What is asked
Reproduce word for word the part of the items below that opens with the line containing "[segment] **man's head**" and closes with the line containing "186], [361, 190]]", including both of those lines.

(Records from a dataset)

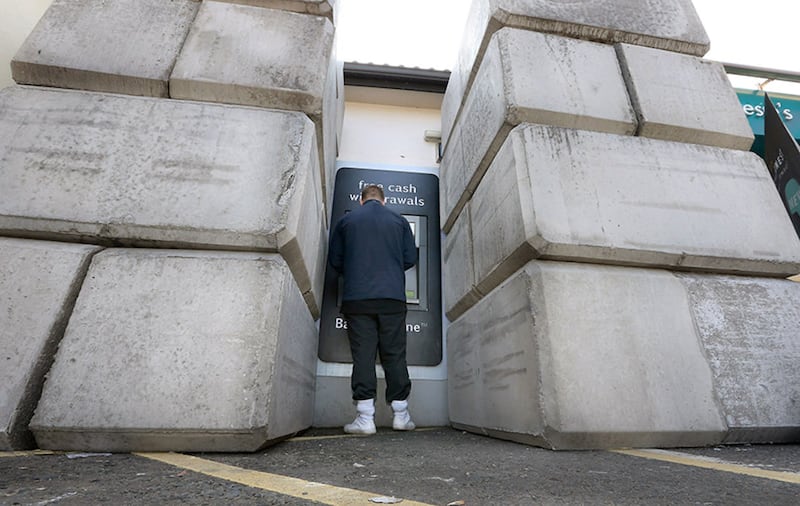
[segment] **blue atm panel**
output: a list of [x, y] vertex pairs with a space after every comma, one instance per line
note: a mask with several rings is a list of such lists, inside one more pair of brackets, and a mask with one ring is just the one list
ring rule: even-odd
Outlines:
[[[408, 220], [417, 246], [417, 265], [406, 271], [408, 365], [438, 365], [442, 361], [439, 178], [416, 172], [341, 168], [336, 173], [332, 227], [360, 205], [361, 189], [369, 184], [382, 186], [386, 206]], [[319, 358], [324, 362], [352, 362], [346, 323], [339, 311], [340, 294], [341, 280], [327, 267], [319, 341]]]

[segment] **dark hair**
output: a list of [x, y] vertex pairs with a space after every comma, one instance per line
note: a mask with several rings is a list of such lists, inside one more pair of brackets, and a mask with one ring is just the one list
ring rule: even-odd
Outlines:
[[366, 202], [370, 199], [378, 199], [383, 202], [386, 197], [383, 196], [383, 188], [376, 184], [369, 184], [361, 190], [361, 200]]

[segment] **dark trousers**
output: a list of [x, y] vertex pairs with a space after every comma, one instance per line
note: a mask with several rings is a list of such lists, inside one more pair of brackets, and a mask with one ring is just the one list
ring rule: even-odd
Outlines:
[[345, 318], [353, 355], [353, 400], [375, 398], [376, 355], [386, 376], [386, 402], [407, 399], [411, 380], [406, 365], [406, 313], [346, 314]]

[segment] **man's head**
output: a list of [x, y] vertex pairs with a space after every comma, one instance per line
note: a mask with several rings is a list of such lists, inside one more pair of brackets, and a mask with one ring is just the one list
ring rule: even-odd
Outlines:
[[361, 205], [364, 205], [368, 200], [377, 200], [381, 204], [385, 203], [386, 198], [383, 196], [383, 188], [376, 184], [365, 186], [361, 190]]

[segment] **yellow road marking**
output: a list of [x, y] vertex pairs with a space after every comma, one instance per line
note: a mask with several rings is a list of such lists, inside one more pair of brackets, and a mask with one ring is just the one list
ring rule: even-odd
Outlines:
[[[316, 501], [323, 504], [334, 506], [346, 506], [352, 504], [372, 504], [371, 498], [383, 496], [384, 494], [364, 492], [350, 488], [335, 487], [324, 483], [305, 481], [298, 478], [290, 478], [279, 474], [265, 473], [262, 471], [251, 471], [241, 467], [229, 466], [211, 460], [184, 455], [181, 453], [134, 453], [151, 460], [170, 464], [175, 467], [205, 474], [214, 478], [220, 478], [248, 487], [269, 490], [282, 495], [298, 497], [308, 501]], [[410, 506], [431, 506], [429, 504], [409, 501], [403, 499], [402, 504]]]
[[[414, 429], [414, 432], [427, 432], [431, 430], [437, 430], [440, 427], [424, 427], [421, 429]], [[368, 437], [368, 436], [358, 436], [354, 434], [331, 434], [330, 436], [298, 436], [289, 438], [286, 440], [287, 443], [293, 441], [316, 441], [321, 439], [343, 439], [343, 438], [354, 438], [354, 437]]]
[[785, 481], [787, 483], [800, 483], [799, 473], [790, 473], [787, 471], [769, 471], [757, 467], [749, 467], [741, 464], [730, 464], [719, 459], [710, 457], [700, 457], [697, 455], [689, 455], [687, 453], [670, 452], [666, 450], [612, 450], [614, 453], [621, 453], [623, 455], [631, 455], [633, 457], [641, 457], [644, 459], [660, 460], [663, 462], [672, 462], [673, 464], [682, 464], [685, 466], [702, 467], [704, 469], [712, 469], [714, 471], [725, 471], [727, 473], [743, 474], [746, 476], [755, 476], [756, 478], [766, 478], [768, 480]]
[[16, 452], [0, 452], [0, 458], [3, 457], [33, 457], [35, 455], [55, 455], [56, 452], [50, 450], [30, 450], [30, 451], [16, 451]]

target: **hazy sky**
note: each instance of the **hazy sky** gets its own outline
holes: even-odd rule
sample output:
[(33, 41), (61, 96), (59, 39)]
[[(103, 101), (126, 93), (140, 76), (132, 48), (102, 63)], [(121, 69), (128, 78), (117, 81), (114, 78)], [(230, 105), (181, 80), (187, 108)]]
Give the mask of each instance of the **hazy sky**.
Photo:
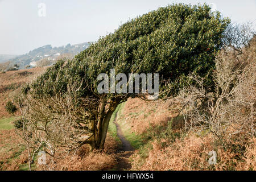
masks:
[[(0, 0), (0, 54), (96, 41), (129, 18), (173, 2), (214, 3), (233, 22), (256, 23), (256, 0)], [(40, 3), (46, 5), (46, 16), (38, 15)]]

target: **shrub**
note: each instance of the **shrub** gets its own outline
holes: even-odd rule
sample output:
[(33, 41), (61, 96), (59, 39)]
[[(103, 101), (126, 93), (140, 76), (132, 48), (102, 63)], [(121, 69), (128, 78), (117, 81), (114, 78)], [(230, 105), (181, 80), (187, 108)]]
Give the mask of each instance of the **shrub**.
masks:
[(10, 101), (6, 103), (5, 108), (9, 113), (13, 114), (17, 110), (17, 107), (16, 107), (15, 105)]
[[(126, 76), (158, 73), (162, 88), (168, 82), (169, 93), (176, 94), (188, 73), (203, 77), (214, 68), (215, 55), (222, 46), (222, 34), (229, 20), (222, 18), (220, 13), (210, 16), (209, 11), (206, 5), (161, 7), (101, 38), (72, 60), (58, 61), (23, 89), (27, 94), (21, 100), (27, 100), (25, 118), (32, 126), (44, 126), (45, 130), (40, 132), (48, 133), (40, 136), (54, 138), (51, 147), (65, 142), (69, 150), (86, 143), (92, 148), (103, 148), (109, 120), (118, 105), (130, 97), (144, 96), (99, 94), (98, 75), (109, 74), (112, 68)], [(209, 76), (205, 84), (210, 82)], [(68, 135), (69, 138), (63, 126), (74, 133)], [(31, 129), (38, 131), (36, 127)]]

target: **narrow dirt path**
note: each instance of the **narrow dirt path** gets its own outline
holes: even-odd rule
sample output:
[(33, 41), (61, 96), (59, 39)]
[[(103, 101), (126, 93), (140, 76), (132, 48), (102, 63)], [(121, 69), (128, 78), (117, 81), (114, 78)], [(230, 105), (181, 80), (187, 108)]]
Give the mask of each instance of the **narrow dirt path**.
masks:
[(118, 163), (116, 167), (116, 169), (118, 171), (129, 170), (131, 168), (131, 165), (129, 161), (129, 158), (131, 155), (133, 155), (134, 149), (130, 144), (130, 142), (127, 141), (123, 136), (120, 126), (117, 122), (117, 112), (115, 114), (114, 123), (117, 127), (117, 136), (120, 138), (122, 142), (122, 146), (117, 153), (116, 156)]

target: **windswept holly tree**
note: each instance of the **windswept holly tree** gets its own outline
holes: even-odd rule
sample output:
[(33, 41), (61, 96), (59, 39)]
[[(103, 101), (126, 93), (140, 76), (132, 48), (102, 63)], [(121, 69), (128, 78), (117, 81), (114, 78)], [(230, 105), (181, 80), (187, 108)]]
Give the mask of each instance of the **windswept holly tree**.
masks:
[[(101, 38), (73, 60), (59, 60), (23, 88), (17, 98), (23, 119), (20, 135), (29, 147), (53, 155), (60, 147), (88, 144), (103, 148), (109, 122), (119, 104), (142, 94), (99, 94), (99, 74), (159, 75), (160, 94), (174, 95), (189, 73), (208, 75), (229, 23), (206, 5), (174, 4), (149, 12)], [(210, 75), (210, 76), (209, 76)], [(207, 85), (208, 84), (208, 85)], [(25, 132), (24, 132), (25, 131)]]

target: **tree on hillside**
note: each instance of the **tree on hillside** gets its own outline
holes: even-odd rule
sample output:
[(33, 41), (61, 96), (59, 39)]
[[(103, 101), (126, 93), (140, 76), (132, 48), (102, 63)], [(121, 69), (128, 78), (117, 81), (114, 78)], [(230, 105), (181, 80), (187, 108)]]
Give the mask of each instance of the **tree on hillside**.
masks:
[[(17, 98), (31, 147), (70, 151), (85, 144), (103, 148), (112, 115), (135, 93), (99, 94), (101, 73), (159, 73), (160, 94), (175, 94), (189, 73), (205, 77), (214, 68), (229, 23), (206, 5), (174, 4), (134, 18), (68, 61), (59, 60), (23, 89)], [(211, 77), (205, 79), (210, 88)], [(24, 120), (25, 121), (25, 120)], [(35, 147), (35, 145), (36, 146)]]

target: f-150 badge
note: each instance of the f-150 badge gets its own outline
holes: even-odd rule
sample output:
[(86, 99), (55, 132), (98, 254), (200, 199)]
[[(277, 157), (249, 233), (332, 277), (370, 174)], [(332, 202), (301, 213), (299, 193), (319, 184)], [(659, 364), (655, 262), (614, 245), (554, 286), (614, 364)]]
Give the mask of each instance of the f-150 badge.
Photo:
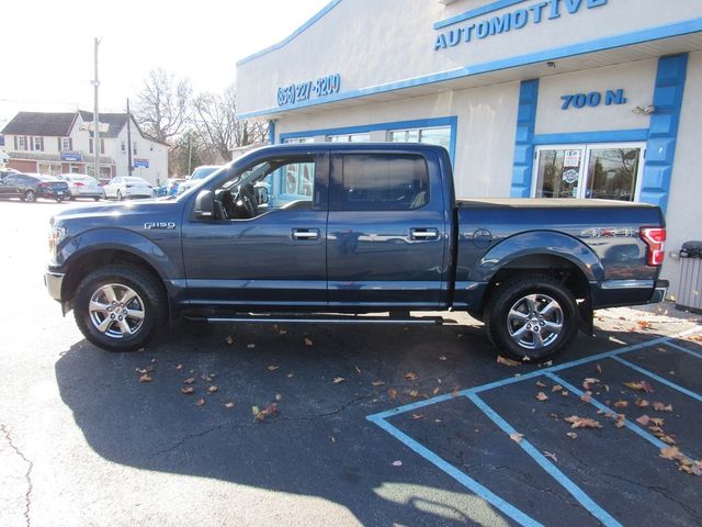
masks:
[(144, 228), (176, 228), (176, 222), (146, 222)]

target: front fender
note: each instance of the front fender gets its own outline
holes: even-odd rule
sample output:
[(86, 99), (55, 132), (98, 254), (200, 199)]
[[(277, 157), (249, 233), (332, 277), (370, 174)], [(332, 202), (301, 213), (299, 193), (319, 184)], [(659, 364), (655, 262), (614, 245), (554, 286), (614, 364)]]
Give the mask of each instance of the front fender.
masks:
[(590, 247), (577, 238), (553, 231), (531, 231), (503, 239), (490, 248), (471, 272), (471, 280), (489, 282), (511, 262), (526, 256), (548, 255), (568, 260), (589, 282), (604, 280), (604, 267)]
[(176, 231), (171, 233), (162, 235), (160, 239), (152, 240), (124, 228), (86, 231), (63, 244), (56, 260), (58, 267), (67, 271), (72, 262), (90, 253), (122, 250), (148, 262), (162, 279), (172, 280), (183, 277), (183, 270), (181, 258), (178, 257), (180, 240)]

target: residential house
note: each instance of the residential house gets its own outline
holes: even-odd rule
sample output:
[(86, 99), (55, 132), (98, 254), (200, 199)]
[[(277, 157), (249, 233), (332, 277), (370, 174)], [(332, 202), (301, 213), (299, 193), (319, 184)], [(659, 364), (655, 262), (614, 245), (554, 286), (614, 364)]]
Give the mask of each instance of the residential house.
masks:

Correct result
[segment] **man's head**
output: a list of [x, y] vertex pairs with a space after every comma, one instance per line
note: a mask with several rings is a list of such lists, inside one more pair of brackets, and a mask with one ring is just the one list
ring rule: even-odd
Outlines:
[[361, 205], [364, 205], [368, 200], [377, 200], [381, 204], [385, 203], [386, 198], [383, 196], [383, 188], [376, 184], [365, 186], [361, 190]]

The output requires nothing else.